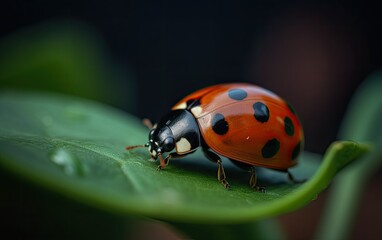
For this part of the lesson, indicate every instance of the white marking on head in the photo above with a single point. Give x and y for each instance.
(183, 146)
(196, 111)
(183, 105)
(153, 153)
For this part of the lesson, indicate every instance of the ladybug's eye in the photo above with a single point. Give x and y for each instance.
(151, 134)
(168, 144)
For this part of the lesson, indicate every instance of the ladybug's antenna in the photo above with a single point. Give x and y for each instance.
(128, 148)
(147, 123)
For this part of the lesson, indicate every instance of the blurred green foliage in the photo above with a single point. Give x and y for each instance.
(67, 57)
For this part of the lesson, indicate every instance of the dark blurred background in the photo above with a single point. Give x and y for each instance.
(312, 53)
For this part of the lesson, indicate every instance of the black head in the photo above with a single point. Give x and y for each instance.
(177, 130)
(161, 140)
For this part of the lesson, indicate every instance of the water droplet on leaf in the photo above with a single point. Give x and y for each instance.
(67, 162)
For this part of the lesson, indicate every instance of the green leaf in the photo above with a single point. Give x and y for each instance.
(361, 123)
(77, 148)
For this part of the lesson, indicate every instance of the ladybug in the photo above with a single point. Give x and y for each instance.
(243, 122)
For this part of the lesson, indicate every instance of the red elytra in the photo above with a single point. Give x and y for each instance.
(243, 122)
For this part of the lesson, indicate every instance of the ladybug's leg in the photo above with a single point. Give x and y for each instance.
(252, 170)
(164, 161)
(216, 159)
(253, 180)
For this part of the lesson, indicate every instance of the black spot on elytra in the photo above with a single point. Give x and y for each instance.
(261, 112)
(271, 148)
(288, 126)
(192, 103)
(296, 150)
(237, 94)
(219, 124)
(291, 108)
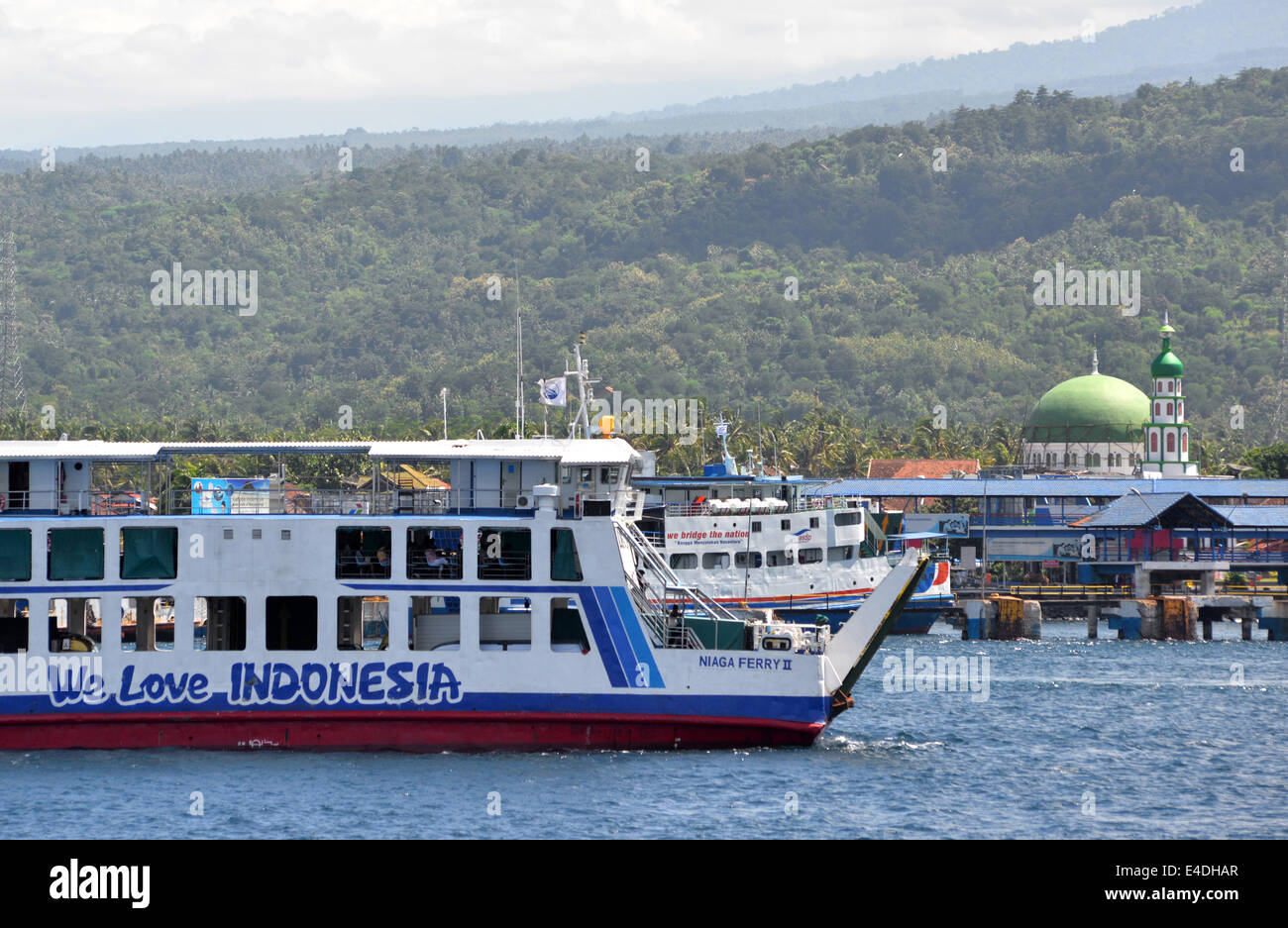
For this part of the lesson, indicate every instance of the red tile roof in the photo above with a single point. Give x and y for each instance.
(911, 468)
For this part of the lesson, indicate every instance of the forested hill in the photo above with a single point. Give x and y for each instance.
(914, 284)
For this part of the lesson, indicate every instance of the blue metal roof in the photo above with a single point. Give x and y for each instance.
(1138, 510)
(1256, 516)
(1203, 488)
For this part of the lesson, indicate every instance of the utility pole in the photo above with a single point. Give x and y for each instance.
(12, 394)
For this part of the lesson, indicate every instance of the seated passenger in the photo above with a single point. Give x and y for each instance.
(437, 562)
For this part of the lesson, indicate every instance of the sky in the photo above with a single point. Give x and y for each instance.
(84, 72)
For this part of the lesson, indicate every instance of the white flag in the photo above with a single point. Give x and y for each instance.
(554, 391)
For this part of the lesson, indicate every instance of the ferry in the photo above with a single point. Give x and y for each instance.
(781, 544)
(518, 606)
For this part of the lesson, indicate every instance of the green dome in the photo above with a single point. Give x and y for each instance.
(1167, 364)
(1090, 408)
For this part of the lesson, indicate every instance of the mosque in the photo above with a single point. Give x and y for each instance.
(1104, 426)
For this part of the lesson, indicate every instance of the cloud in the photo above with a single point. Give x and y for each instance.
(81, 58)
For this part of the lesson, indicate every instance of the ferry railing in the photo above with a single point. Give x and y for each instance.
(652, 560)
(76, 502)
(1077, 591)
(668, 632)
(756, 506)
(297, 501)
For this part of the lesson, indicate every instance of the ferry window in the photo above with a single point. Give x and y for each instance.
(565, 563)
(505, 623)
(14, 555)
(505, 554)
(146, 624)
(75, 624)
(75, 554)
(434, 554)
(362, 551)
(362, 623)
(291, 623)
(436, 623)
(567, 630)
(219, 623)
(13, 627)
(150, 554)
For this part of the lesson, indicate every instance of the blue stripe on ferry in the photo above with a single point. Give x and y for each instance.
(630, 621)
(85, 588)
(613, 622)
(603, 640)
(780, 708)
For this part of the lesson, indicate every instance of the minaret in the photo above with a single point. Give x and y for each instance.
(1167, 437)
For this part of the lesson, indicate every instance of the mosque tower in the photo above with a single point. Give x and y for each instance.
(1167, 437)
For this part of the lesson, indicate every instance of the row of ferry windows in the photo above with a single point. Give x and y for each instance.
(741, 560)
(434, 554)
(360, 551)
(291, 624)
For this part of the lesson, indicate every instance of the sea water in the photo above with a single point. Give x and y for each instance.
(1076, 738)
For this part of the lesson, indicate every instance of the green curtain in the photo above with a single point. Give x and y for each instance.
(565, 564)
(76, 554)
(14, 555)
(150, 554)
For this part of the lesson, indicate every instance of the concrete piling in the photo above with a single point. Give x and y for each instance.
(1003, 618)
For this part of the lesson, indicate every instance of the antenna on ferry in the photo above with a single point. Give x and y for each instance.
(518, 378)
(722, 434)
(584, 380)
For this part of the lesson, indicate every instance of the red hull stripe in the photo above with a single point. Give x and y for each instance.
(361, 729)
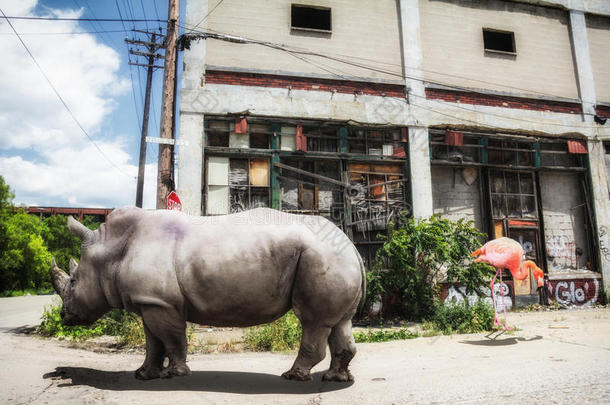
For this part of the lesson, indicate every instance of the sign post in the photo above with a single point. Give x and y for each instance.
(173, 202)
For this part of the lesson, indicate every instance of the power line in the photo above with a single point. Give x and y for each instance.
(80, 19)
(392, 73)
(64, 33)
(60, 97)
(241, 40)
(207, 15)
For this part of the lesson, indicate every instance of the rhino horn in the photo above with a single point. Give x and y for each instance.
(59, 278)
(79, 229)
(73, 265)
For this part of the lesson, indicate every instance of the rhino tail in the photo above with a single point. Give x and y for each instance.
(363, 285)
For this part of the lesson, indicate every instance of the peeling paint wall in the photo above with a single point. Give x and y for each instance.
(564, 222)
(543, 61)
(453, 197)
(598, 33)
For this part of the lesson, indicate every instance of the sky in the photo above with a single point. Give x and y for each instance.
(45, 157)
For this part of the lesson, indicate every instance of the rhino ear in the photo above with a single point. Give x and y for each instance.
(79, 229)
(59, 278)
(73, 265)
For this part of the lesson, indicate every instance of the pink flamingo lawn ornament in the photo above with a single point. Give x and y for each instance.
(505, 253)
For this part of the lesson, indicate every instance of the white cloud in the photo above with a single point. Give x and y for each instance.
(44, 156)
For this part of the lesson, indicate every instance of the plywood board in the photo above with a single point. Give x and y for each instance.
(259, 172)
(218, 200)
(218, 171)
(289, 140)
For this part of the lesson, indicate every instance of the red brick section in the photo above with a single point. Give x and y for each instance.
(304, 83)
(578, 292)
(603, 111)
(520, 103)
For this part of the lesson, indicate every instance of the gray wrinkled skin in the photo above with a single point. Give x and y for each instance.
(235, 270)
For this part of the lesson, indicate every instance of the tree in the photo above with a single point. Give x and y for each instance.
(24, 259)
(418, 254)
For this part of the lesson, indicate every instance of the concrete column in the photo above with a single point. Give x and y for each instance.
(421, 177)
(601, 206)
(584, 70)
(597, 164)
(190, 156)
(419, 151)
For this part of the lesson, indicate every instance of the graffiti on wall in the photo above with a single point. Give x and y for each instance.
(582, 292)
(604, 243)
(561, 253)
(458, 294)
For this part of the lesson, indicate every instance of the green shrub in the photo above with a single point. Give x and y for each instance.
(52, 326)
(281, 335)
(463, 318)
(371, 336)
(125, 325)
(415, 256)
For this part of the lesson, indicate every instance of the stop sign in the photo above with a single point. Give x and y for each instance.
(173, 202)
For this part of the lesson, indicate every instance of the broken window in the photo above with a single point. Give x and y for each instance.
(554, 153)
(321, 138)
(513, 194)
(510, 153)
(378, 142)
(311, 194)
(499, 41)
(380, 194)
(259, 136)
(310, 18)
(235, 185)
(445, 147)
(217, 133)
(248, 184)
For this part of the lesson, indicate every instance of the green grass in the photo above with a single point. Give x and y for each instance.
(281, 335)
(384, 335)
(30, 291)
(125, 325)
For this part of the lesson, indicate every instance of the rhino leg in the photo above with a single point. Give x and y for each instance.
(169, 327)
(311, 352)
(155, 354)
(342, 350)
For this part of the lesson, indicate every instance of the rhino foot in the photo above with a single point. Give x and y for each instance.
(338, 375)
(147, 373)
(297, 375)
(175, 371)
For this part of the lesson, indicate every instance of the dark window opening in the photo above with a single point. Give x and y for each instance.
(312, 18)
(499, 41)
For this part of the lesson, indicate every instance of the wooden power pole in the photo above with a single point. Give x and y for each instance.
(165, 183)
(152, 47)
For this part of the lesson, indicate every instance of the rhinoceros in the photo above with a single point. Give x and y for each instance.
(239, 270)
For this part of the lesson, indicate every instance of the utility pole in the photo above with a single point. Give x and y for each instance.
(165, 181)
(152, 47)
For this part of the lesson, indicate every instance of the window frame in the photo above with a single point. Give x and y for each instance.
(497, 31)
(297, 28)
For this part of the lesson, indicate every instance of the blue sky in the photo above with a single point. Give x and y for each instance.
(44, 156)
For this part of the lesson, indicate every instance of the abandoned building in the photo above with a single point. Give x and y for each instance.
(358, 111)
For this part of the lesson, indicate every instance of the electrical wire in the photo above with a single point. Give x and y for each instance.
(207, 15)
(61, 98)
(281, 47)
(396, 74)
(81, 19)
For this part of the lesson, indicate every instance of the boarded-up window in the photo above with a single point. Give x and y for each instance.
(245, 184)
(455, 193)
(217, 133)
(309, 193)
(378, 142)
(565, 222)
(513, 194)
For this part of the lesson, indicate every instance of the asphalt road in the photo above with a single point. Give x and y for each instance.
(557, 357)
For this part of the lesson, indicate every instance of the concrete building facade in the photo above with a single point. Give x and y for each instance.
(361, 110)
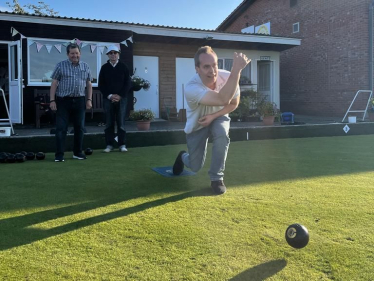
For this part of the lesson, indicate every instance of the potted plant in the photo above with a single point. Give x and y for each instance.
(371, 110)
(268, 110)
(143, 118)
(138, 83)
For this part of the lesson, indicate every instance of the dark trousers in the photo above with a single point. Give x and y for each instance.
(115, 112)
(76, 108)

:::::

> [What you have to do]: Copy the lines exactly, beginning with the line that contains "the green dome" and stopping after the line that contains "(1076, 738)".

> [Solution for this problem]:
For this part of the lesson, indicate every instance of the green dome in the photo above with a single point. Give x and y for each instance.
(1167, 364)
(1090, 408)
For this part of the lesson, indicate every instance of the mosque in the photo above with a single point. Give x and y for each instance.
(1104, 426)
For this part of the lesson, indicate every instance of the cloud in the photo above with a single point. Give x and y for each instance.
(81, 58)
For this part of the lesson, indicate every instance of the ferry railing in the photo above with a single point. Give x and y for each instance.
(652, 560)
(76, 502)
(1077, 591)
(668, 632)
(756, 506)
(297, 501)
For this part of the lesson, indicate every instance of the ferry window in the photo above with a single point. Give x and y for each instance.
(565, 563)
(505, 623)
(14, 555)
(505, 554)
(146, 624)
(75, 624)
(75, 554)
(434, 554)
(362, 551)
(362, 623)
(291, 623)
(436, 623)
(567, 630)
(219, 623)
(13, 627)
(150, 554)
For this part of the lesson, indicate every instance of the blue stripe on ferry in the photo above with a single point. Give x and y for each instance.
(630, 621)
(85, 588)
(613, 622)
(603, 640)
(780, 708)
For this part of the lesson, indicate every instance of the minaret in the photo above with a single point. Give x and y for each instance.
(1167, 437)
For this part of the lesson, indicate every instance of the mosque tower in the photo above with a single point. Give x and y for each instance.
(1167, 437)
For this part of the lesson, indicate every instance of the row of ferry windows in the photo above with a single point. Give x and y for each instance.
(741, 560)
(434, 554)
(360, 551)
(291, 624)
For this part of the lesson, indicate every instance of the sea water in the photo above with a single point. Give x and y for each instance.
(1076, 738)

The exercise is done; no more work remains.